## START Data to use

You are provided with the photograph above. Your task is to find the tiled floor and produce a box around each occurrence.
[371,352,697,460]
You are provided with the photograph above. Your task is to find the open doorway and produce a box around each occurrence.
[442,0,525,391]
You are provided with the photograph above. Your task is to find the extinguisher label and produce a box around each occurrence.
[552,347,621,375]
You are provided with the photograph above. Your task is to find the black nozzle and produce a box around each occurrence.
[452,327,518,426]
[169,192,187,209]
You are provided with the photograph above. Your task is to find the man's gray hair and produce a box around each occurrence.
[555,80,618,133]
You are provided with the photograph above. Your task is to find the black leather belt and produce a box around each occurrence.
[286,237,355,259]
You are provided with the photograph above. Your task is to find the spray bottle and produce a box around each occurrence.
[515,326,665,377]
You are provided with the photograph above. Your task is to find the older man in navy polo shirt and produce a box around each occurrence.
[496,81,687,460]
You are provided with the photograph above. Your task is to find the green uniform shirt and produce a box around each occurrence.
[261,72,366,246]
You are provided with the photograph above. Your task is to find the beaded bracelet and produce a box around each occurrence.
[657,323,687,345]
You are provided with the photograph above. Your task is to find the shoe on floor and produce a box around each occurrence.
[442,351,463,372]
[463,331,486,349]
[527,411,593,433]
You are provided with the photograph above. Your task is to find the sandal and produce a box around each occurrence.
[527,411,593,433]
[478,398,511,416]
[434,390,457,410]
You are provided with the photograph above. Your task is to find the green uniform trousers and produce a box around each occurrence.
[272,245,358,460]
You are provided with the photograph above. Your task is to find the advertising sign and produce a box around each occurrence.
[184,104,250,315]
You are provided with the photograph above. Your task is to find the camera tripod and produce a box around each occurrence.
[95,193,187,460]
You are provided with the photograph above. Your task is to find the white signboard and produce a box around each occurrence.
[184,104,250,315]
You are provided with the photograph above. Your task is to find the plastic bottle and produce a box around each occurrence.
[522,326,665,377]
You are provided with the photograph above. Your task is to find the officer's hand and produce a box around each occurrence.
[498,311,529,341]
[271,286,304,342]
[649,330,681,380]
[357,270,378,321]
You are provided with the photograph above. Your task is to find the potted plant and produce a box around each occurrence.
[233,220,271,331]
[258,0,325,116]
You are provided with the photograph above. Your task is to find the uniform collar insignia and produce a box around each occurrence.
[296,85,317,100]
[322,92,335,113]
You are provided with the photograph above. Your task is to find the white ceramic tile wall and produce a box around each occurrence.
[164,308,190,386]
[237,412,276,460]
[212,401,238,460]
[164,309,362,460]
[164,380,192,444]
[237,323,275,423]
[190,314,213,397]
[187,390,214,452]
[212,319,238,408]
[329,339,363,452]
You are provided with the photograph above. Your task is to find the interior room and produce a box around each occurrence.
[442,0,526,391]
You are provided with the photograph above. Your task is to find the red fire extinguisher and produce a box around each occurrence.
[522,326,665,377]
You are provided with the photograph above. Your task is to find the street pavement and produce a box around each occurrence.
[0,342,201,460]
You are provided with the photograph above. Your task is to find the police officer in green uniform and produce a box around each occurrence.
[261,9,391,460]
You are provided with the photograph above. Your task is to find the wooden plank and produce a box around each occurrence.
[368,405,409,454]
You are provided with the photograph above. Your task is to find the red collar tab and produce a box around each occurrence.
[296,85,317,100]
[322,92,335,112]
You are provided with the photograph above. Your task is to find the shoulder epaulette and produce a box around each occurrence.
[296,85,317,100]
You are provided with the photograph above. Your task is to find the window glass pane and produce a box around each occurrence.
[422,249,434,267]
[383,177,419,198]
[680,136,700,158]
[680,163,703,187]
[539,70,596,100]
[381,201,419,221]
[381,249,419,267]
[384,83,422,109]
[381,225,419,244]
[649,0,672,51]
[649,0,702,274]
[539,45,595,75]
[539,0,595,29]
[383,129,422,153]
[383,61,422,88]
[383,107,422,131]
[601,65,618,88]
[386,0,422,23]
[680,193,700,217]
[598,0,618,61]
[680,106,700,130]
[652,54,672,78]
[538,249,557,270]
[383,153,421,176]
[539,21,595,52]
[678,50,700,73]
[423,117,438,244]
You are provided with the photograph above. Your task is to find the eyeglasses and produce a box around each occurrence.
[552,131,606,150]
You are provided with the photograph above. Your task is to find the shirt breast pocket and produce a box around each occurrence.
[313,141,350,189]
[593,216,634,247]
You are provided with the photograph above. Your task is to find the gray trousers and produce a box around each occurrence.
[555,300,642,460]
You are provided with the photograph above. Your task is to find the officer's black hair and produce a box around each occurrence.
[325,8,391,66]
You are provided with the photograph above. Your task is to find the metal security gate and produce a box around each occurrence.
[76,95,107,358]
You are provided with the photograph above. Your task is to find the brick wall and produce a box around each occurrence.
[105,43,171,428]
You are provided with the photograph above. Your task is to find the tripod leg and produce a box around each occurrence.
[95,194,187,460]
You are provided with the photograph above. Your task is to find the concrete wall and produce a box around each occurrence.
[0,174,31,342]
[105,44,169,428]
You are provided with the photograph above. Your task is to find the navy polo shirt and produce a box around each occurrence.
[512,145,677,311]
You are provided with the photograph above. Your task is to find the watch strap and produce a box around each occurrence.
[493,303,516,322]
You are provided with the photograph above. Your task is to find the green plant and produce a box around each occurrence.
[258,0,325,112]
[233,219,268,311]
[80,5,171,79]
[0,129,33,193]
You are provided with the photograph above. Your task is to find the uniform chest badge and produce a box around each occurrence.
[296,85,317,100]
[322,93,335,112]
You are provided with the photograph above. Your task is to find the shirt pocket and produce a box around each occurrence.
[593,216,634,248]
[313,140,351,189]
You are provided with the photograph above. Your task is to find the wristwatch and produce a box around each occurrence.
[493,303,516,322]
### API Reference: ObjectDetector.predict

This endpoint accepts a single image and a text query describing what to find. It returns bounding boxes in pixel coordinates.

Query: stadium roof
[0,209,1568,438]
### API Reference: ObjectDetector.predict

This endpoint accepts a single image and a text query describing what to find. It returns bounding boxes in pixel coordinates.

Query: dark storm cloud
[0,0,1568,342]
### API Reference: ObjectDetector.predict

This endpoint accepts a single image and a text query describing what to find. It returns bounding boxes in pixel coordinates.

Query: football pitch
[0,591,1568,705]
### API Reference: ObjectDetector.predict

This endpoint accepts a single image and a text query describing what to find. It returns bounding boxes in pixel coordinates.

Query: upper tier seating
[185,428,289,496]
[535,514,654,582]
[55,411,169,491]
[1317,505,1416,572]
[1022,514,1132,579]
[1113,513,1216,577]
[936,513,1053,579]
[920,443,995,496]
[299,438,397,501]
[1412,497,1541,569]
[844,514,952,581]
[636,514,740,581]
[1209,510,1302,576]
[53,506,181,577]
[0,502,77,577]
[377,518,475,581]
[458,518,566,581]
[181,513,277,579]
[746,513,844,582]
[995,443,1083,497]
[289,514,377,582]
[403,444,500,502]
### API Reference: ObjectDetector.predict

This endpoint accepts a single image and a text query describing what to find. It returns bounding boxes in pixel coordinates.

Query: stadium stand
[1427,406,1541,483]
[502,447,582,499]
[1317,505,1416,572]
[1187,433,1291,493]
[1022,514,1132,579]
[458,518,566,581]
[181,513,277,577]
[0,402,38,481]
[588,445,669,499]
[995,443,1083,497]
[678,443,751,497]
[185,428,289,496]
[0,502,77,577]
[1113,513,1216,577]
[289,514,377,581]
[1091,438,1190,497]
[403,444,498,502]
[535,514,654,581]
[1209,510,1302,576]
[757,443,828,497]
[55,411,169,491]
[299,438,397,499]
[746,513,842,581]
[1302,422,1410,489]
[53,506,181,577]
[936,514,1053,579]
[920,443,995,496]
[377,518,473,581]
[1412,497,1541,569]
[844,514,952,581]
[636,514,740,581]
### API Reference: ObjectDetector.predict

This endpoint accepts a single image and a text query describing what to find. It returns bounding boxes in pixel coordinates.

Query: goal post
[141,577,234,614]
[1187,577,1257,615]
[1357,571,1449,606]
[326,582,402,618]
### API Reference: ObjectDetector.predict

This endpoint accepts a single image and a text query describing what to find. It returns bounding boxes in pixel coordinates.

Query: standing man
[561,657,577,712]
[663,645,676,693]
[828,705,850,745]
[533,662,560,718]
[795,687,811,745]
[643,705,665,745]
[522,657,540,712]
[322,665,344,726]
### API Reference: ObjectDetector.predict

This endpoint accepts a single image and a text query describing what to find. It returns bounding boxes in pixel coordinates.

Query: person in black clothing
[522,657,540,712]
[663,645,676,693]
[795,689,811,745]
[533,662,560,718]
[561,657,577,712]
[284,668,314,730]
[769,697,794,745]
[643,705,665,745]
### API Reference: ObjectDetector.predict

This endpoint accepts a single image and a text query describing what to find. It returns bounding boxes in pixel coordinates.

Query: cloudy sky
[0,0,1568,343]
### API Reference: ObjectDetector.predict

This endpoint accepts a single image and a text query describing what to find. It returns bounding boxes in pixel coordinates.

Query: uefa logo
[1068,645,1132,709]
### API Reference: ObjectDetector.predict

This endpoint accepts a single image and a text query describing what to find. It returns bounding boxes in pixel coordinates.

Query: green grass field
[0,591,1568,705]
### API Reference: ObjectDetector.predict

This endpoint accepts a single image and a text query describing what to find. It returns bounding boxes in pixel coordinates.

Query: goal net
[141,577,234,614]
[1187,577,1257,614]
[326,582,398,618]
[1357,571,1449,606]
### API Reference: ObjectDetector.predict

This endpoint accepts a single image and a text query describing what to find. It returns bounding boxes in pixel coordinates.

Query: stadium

## END Data to use

- Directions for this task: In the records from the line with "strap and produce a box around each occurrence." up to and including the line with "[322,93,335,112]", switch "green plant" to "potted plant". Write out only those lines again, with everything else left as it is.

- Task answer:
You are provided with the photograph above. Your task is to find the watch strap and produce a box around each occurrence.
[493,303,516,322]
You are provided with the photograph above. Your task is to find the potted plant and produce a box around each occurrence.
[258,0,325,112]
[233,219,268,311]
[80,5,171,79]
[0,129,33,193]
You are provided with the photograph above. Your task is to find the uniform chest badge and produce a box around each occurrence.
[296,85,317,100]
[322,93,335,112]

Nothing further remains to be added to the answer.